**Directive**
Please retype the part of the records that opens with the line containing "Annotation task — mark the worn" and closes with the line containing "<point>551,288</point>", omitting the pictures.

··· Exercise inputs

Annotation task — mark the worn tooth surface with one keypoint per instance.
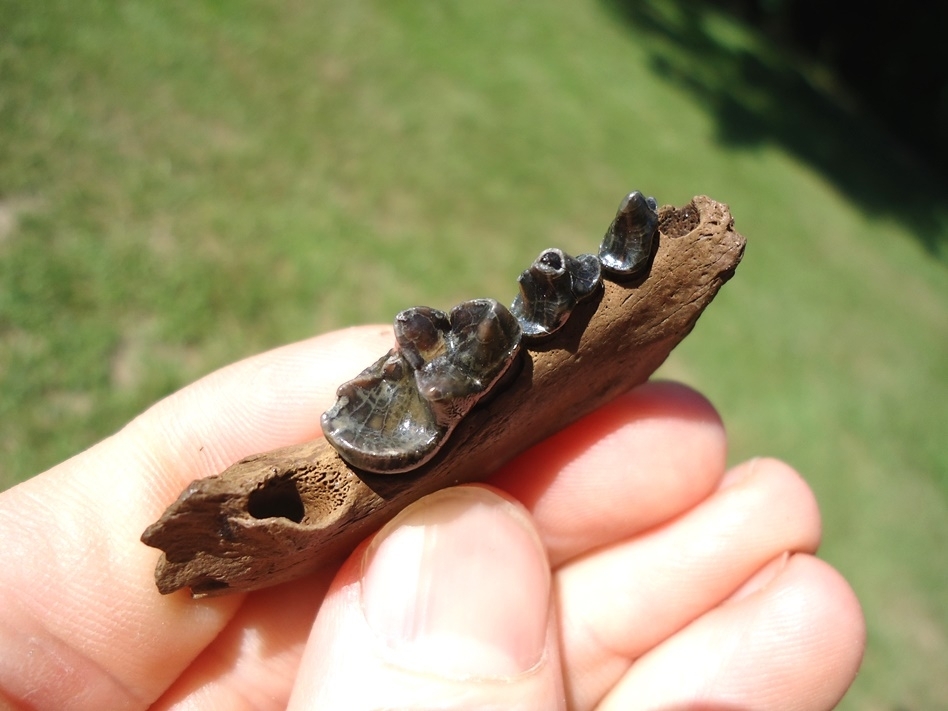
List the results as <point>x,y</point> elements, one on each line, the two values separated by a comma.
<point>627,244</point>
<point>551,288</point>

······
··· Exercise inputs

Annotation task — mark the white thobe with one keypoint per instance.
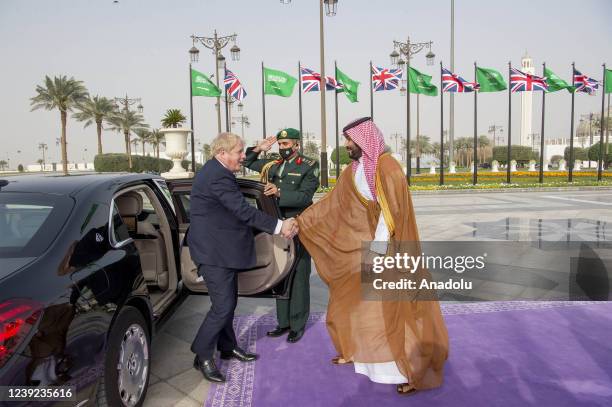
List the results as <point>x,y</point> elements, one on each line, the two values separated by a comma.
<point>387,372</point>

······

**Final answer**
Annotation task — mark the worn tooth surface with one keypoint per instance.
List the results as <point>x,y</point> elements, one on each line, the two values separated by a comma.
<point>627,244</point>
<point>551,288</point>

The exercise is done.